Stored entries:

--------

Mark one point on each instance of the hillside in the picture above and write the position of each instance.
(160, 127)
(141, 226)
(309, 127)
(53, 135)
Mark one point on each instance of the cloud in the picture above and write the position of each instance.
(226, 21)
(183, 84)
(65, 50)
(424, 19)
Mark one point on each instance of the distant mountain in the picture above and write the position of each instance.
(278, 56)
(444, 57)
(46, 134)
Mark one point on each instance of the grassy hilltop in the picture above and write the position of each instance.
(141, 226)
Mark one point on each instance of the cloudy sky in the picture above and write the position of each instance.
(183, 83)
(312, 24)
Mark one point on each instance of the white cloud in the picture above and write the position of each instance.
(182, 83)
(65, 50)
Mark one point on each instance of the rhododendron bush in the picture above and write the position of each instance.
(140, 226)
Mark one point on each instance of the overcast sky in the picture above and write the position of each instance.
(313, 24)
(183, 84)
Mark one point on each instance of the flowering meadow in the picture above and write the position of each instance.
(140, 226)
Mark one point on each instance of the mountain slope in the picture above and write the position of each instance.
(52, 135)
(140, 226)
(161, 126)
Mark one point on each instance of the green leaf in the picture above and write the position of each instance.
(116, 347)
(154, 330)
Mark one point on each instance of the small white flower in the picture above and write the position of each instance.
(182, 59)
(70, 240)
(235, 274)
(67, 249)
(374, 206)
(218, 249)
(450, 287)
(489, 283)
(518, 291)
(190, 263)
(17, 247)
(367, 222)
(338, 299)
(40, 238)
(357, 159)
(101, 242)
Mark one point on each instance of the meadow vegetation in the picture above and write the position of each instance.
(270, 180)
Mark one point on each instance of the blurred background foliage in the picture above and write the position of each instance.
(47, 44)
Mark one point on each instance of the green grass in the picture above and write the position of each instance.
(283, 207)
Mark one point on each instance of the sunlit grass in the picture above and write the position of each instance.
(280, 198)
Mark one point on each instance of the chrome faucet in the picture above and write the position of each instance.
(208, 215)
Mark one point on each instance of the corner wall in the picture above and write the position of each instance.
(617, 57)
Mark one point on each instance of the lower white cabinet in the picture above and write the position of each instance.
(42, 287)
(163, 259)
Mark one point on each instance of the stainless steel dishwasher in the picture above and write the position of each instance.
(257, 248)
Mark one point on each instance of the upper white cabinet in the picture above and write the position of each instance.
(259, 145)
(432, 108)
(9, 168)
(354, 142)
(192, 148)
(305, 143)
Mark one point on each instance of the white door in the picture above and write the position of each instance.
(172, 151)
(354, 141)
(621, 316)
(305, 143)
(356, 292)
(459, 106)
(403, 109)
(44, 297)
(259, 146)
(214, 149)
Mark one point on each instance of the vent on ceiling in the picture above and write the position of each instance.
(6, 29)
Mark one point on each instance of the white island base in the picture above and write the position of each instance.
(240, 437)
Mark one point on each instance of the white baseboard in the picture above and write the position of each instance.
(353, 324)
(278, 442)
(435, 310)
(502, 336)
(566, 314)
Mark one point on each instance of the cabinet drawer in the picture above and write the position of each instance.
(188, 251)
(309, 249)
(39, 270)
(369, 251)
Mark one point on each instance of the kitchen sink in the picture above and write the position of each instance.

--------

Exercise objective »
Put the lines into a numbered list, from the line with "Mark one point on each instance of the white door" through the last line, and omit any blank lines.

Answer for this exercise »
1. Mark one point on each instance of the white door in the picture above and write the position of each instance.
2. (172, 151)
3. (354, 141)
4. (621, 316)
5. (305, 143)
6. (356, 292)
7. (459, 106)
8. (403, 109)
9. (44, 297)
10. (259, 146)
11. (214, 149)
12. Mark one point on each instance of the vent on ceiling in the picture above and write the position of each instance.
13. (6, 29)
14. Mark one point on each instance of the white island base in the picture above and write the position of each instance.
15. (240, 437)
16. Mark one point on each instance of the white baseboard in the picture above and write the position of each instance.
17. (353, 324)
18. (278, 442)
19. (435, 310)
20. (502, 336)
21. (566, 314)
22. Mark one point on each instance of the cabinet drawer in the picture above and write the position of each instance.
23. (188, 251)
24. (309, 249)
25. (39, 270)
26. (369, 251)
27. Mark one point on each instance of the kitchen sink in the picture above and write the position of each instance.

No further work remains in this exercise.